_Work request:_ Restate the entire listing word for word.

_Records to use:_
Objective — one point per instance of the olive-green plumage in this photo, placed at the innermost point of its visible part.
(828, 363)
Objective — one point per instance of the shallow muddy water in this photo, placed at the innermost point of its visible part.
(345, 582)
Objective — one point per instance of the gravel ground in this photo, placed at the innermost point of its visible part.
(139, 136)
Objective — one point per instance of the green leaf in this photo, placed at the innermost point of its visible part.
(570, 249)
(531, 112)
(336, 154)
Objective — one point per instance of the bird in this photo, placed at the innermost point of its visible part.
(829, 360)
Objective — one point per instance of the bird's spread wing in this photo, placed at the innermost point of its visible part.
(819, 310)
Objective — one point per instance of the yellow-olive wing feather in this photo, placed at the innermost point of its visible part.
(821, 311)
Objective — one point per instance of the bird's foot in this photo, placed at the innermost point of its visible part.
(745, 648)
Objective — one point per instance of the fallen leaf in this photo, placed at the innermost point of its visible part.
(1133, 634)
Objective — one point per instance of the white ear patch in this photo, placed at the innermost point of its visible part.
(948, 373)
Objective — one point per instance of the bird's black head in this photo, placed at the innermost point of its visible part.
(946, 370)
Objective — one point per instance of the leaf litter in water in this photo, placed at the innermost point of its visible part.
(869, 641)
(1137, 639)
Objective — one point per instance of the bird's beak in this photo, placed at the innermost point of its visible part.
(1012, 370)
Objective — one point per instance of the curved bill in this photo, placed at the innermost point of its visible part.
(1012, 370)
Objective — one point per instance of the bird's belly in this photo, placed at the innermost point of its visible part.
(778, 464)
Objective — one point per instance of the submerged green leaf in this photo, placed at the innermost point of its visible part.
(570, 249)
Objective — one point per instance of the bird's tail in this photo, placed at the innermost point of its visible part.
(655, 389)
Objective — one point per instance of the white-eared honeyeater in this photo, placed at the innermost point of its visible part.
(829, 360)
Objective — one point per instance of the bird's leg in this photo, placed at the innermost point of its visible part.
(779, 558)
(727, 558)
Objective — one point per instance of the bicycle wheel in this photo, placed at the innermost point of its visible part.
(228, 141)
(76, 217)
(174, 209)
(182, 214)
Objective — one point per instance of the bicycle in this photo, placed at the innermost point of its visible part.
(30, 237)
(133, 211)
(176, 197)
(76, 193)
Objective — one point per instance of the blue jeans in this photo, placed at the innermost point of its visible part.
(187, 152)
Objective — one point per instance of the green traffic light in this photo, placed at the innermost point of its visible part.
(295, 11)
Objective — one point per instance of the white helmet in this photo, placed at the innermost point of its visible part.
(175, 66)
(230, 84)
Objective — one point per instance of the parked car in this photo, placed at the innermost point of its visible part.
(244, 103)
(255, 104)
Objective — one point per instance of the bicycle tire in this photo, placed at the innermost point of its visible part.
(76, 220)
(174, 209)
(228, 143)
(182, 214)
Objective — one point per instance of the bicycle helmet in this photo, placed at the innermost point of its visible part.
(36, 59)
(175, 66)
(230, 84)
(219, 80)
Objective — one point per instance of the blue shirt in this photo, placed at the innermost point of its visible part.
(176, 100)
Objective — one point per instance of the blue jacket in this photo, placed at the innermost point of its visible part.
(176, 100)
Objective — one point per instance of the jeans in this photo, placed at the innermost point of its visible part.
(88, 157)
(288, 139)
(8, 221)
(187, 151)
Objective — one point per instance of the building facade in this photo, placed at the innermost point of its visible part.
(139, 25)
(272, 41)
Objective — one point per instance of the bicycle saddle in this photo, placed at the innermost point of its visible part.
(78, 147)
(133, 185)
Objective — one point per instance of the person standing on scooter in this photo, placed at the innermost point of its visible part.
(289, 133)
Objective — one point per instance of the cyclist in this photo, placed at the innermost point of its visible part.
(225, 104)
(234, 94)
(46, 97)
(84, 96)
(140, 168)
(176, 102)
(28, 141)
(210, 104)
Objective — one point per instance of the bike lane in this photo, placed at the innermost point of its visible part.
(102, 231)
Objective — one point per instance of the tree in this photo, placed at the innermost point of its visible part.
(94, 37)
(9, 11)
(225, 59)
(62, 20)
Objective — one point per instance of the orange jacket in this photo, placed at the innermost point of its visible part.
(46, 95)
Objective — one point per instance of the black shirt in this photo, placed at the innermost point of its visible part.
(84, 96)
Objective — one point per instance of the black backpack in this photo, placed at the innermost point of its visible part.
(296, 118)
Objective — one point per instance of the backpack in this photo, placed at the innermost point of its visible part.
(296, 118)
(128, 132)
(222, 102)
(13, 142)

_Reply to the task:_
Objective — one point per instance of the olive-green plumage in this photo, placed at the innermost point of its visible part.
(828, 363)
Objective — one point per instance of the shallow muddy water in this photo, placed at the innermost point of its visible part.
(345, 582)
Objective — one point per instance of the gravel ground in this photo, placed at the innermost point of its visible part.
(139, 136)
Objective — one point per instance of the green leaf in this photo, placed at the innermost point of its visible part.
(570, 249)
(531, 112)
(336, 154)
Objective — one point per instance of the bird in this photo, placed at the innermost point of its visible part.
(829, 360)
Objective — one point per instance of the bird's spread wing in this photo, placed at the innermost point of its visible part.
(819, 310)
Objective — one point per instance of the yellow-olive wing feather in this photo, placed at the innermost point of its visible part.
(821, 311)
Objective — one point per instance of the bird's foot in this photo, placed at the innermost point of its visible part.
(745, 648)
Objective — one point per instance of the fallen leaf in this photo, placed at the innermost point of its visible part.
(1133, 634)
Objective — one point per instance of the white ear patch in this photo, placed at the innermost point of its visible part.
(948, 373)
Objective — one point per instance of the bird's black head in this photo, placed at the innermost point of its visible part.
(946, 370)
Objective — one point per instance of the leaf litter in water in this photo, placed at the innermost point of its visible part.
(869, 641)
(1137, 639)
Objective — one point per instance of the bird's beak in this photo, placed at the innermost point of its visible part.
(1012, 370)
Objective — one point per instance of the curved bill in this photo, placed at the innermost point of its visible part.
(1012, 370)
Objective — one point per instance of the bird's belly in this photo, placed at the innermost point of its visible part.
(778, 464)
Objective — one point per instance of the submerged green leaf in this photo, placed at the innermost point of its visible part.
(570, 249)
Objective — one point per instance of the bird's tail in this photo, placed at the innermost point of its visible part.
(655, 389)
Objective — one point per instance of the white-eared honeyeater in this photo, placed at the innermost point of its visible part.
(829, 360)
Objective — one point per instance of the bird's leg in this photo, placed at the innermost point of its visible part.
(779, 558)
(727, 558)
Objective — one point per instance of the bicycle wheel in this photo, placed at the innermost point of its visible part.
(228, 141)
(76, 217)
(174, 209)
(182, 214)
Objective — one point per instance of the bicycle in this photo, placed at the innermost point of its visible part.
(30, 237)
(133, 211)
(176, 197)
(76, 193)
Objective — one point per instance of the blue jeans in this photo, placed at the innermost point of its visible part.
(187, 152)
Objective — one point per instance of the green traffic light in this photo, placed at the innermost point of its visible part.
(295, 11)
Objective — one point per instance of the white helmet in this photo, placed at the innermost point of its visible part.
(175, 66)
(230, 84)
Objective — one point per instance of the parked car in this photo, placed at the innermost point of its visible part.
(244, 103)
(255, 104)
Objective — one point per instance of the bicycle tire in this photo, placed at the innermost point of its visible part.
(76, 220)
(174, 209)
(228, 143)
(182, 214)
Objective — one point per instance of the bicycle helmet in this photo, placed at the innermost point of its visible part.
(36, 59)
(175, 66)
(230, 84)
(219, 80)
Objective — one point per instance of the blue shirt in this photo, placed at the innermost point of its visible part.
(176, 100)
Objective — one point per instance of the blue jacket in this photo, placed at the innermost point of its visible part.
(176, 100)
Objective — one point per instance of the jeans in this photo, placed at the innermost point of its visible part.
(88, 157)
(288, 139)
(8, 221)
(187, 151)
Objective — one point per instance of the building facade in this photo, placed at the innermost point of its visible part.
(139, 25)
(272, 41)
Objective — one point per instance of the bicycle saddle in this photo, placed at the innermost point of its visible part.
(78, 147)
(133, 185)
Objective — one point per instance of the person standing on scooter in this photo, placed at the innermost point of its visible part.
(289, 133)
Objective — one point per instance of the cyclist in this photo, placed at the innermost point of its visible part.
(225, 104)
(234, 94)
(46, 97)
(84, 96)
(140, 168)
(176, 102)
(28, 141)
(210, 104)
Objective — one point per instance of the bike lane in this photo, placed at the innermost point of its visible part.
(102, 231)
Objective — one point per instance of the tree in this photo, placed at the innermost point of its visible part.
(94, 37)
(9, 11)
(225, 59)
(62, 20)
Objective — one point per instance of the orange jacket in this photo, placed at the innermost point of its visible part.
(46, 95)
Objective — one point per instance of the black shirt in this photo, placed at the innermost point of its visible part.
(84, 96)
Objective — one point per instance of the black backpack in this photo, placed at the innermost point of its visible part.
(296, 118)
Objective — one point per instance of the backpack in this photo, placed at the innermost point of its visible part.
(296, 118)
(128, 132)
(222, 102)
(13, 142)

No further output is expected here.